## Start Source extract

On April 19, 2013, I told Huffington Post readers about what it felt like to be trapped in my home, “sheltering in place,” while authorities combed the streets looking for accused Boston Marathon bomber Dzhokhar “Jahar” Tsarnaev. It happened two months after I’d moved into my apartment on the Watertown border, but before that I used to live on Harvard Street just blocks from the Tsarnaev’s Norfolk Street home in Cambridge. I recalled that in 2010, a clutch of Russian spies was caught living in the house directly behind mine. According to the FBI, the spies had been scouting neighborhood kids as recruits before they were promptly deported.
As the man hunt went on, black hawks, tanks, and SWAT teams were everywhere. When the shelter in place orders were lifted later that day, police located Jahar later that day hiding in a boat on Franklin Street. Our yard was close enough to hear the gun shots. Inside the boat was a note allegedly written by Jahar citing a variety of religious and political grievances he holds against the US government, including his opposition to US military involvement in the war on Muslims in Iraq and Afghanistan.
Since Jahar was captured, I have followed his case, and I’ve attended his trial while covering it for the media. A part of me wants to know the media and the Department of Justice has done due diligence in this case, because if not, there might be a terrorist loose in my neighborhood.
On the first day of trial, Jahar admitted to conspiring with his (now deceased) older brother Tamerlan to detonate two bombs at the Boston Marathon in 2013, killing three and wounding over 200. Jahar is also admitted to participating in the murder of MIT police officer Sean Collier, and carjacking Dun Meng four days later.
Yesterday, Jahar’s best friend Steven Silva took the stand and told jurors that he was the person who supplied the gun to Jahar that killed Collier. Silva also told the court that he told Rolling Stone magazine that Jahar “was one of the realest dudes I’ve ever met in my life.” Silva testified to the fact that Jahar was his best friend for years, they dealt marijuana together, but he was in total shock when he heard the news about his friend’s alleged involvement with the Marathon bombing because he never saw it coming.

## End Source extract

■ Short task 1
Decide whether each of these statements agrees with the Boston Marathon bombing account, answering yes or no and quoting the words of the account that settle it. (a) Police found Jahar hiding in a boat on Franklin Street. (b) The Russian spies caught in 2010 lived in the house directly in front of the writer's home. (c) Steven Silva testified that he supplied the gun that killed Collier.
■ Short task 2
According to the Boston Marathon bombing account, on what street in Cambridge was the Tsarnaevs' home?
■ Short task 3
Continue the Boston Marathon bombing account, picking up right after its final sentence.

## Start Stored rows

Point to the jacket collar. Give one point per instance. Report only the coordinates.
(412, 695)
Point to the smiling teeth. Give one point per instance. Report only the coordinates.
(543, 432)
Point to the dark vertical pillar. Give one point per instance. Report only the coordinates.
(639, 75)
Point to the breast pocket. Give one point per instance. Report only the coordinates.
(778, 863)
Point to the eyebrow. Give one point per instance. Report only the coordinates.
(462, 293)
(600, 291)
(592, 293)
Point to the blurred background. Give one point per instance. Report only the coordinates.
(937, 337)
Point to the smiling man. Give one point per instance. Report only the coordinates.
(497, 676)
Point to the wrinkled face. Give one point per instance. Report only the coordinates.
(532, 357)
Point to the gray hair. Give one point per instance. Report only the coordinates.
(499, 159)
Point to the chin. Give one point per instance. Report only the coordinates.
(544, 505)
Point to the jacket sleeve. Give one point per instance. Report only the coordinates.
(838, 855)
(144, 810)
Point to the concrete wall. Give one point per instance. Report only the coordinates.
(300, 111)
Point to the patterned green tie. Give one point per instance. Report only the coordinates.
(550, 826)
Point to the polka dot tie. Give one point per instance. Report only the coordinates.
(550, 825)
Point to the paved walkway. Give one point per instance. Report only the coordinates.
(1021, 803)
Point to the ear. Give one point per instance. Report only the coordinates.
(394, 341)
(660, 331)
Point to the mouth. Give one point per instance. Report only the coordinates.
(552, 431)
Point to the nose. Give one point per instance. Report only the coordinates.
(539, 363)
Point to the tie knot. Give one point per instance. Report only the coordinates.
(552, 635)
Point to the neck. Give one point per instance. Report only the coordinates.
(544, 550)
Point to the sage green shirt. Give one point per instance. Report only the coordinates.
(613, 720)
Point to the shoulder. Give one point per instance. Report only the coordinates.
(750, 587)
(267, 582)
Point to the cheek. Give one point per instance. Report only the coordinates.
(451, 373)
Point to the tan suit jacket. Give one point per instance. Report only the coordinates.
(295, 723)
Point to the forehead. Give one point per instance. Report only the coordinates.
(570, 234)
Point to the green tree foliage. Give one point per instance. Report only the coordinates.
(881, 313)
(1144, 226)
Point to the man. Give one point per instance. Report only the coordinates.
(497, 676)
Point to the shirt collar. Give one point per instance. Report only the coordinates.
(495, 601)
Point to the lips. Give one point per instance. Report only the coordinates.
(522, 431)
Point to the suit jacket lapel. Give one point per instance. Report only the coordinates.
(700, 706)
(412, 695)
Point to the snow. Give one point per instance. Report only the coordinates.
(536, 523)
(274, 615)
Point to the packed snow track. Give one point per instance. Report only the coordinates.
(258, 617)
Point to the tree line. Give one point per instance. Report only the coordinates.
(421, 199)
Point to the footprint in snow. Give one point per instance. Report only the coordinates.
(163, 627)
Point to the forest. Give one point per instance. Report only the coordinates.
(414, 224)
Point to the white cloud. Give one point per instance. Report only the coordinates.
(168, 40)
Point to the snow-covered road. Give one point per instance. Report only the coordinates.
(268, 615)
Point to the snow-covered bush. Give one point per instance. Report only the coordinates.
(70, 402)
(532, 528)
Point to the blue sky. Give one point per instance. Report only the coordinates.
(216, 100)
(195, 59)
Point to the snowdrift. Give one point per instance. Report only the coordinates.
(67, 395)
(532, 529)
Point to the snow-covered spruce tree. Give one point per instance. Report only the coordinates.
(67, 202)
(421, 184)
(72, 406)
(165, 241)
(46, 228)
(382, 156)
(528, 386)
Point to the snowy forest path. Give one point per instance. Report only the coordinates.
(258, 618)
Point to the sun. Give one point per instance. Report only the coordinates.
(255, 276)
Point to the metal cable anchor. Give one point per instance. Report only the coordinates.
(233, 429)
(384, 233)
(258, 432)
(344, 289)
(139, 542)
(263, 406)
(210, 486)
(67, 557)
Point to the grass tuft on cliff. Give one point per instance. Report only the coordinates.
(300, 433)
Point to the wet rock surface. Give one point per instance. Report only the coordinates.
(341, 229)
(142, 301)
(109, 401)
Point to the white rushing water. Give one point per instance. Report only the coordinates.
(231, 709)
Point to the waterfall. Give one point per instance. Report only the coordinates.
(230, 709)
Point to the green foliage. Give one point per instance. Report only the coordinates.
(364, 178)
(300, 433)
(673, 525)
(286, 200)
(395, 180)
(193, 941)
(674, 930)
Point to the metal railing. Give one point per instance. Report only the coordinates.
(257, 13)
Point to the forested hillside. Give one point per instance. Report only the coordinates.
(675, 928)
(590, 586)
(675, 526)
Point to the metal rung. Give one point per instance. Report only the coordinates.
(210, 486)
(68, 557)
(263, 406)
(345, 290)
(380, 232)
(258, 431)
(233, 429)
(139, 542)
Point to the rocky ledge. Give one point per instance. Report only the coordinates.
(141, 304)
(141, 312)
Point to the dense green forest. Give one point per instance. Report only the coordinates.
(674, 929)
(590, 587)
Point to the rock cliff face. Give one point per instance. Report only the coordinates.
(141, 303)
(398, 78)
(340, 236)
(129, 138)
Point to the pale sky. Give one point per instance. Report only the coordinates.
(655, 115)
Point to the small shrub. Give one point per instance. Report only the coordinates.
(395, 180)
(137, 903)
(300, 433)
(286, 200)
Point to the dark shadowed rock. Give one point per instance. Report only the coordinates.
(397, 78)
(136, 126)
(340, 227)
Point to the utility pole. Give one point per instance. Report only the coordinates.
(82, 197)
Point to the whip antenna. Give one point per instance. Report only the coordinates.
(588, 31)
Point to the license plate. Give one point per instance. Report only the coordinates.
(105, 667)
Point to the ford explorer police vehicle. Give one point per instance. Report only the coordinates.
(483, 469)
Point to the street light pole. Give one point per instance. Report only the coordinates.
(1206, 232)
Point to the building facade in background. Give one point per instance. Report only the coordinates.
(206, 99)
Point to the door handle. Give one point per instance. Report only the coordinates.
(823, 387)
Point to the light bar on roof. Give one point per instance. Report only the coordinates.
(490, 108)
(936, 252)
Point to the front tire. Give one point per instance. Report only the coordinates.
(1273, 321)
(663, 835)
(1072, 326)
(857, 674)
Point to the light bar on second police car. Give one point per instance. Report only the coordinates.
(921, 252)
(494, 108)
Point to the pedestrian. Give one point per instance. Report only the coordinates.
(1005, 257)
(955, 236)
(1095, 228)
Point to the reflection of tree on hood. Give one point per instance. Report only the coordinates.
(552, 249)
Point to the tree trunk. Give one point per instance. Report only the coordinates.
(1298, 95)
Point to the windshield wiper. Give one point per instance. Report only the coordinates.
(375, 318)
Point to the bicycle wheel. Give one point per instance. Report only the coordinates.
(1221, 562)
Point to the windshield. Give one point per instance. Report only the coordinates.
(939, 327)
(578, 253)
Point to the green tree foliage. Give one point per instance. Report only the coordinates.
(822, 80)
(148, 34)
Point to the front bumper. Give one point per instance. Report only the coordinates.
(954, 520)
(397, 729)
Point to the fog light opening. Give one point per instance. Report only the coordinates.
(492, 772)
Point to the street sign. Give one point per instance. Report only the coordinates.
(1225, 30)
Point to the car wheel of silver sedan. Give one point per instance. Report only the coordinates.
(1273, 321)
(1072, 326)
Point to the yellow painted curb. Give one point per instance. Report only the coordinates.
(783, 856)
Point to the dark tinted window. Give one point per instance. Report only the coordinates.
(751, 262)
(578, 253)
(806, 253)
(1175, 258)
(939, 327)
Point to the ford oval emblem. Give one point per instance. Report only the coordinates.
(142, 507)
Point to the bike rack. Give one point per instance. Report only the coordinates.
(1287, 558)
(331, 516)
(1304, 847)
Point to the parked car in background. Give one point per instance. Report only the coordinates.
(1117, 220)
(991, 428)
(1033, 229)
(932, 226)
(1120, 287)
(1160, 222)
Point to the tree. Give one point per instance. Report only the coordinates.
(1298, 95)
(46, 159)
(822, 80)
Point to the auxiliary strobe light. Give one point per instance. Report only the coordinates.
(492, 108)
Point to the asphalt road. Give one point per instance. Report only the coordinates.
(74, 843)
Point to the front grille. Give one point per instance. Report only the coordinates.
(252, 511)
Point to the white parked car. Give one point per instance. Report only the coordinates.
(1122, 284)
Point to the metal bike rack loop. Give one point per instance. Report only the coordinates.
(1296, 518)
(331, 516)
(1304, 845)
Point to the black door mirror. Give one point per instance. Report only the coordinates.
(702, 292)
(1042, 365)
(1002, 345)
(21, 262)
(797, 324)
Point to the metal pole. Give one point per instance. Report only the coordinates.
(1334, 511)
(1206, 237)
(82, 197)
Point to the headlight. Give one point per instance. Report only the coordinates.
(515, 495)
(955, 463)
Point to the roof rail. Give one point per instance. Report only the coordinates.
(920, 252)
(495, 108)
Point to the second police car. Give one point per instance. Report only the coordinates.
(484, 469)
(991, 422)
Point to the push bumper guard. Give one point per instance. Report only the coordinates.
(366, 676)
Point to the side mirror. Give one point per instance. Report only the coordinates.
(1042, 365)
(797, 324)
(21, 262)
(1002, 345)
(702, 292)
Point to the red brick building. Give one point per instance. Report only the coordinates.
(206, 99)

## End Stored rows

■ Expected output 1
(a) Yes: "police located Jahar later that day hiding in a boat on Franklin Street."
(b) No: "a clutch of Russian spies was caught living in the house directly behind mine."
(c) Yes: "he was the person who supplied the gun to Jahar that killed Collier."

■ Expected output 2
Norfolk Street.

■ Expected output 3
Silva described Jahar as “chill,” well liked by his peers, and “the first person I’d call if I needed a ride or a favor. He’d just go, ‘I got you, dog’ – even if you called him totally wasted at, like, two or three in the morning.” He also said that despite Jahar’s training in boxing, wrestling, and martial arts, he never got in fights, and rarely got upset. He also said that Jahar’s Muslim faith was important to him, but he was far from radicalized.
Up until his arrest in April 2013, Jahar wore Western clothing, drank alcohol, sold and smoked marijuana, had premarital relations with women, was interested in luxury cars, and respected other people’s religious beliefs. Silva also said the only thing that really upset Jahar was when people referred to him as a “Russian refugee.”
According to Silva, Jahar was very clear that he was Chechyn, not Russian, and that “you can’t be both.”
The wide spectrum of religious beliefs in this country should be a testament to the Constitutional tenets of freedom this country was founded on. Yet throughout the trial, many have struggled to understand whether Jahar’s motives were religious, political, or something else.
During testimony last week, an FBI agent incorrectly identified a picture Jahar posted on Twitter of Grozny, Chechnya, with an image of Mecca. He also confused Jahar’s support for the Chechen national soccer team with support for radical Islam.
The Russian Republic of Chechnya is a predominantly Muslim country with a long history of strife with Russia. Violent uprisings between Russia and militant Chechen separatist groups seeking to declare Chechnya an independent Islamic state remain problematic in the region.
Yet the reasons why Jahar identifies so strongly with Chechen separatists is not entirely clear. According to Newsweek, Jahar was never a Chechen national. Although Jahar’s father Anzor was born in Chechnya, he grew up in Kyrgyzstan. Jahar’s mother Zubeidat was born in Dagestan. Anzor and Zubeidat met and married in Dagestan. Tamerlan was born in Dagestan, and soon after, the family moved to Kyrgyzstan, where Jahar and his two sisters were born. In 1999, Chechen forces invaded Kyrgyzstan, causing the family to flee to Dagestan.
According to Rolling Stone, the Tsarnaev family arrived in the US on a tourist visa in 2002, sought asylum to escape persecution in Kyrgyzstan, and eventually obtained green cards that allowed them to legally reside in the US.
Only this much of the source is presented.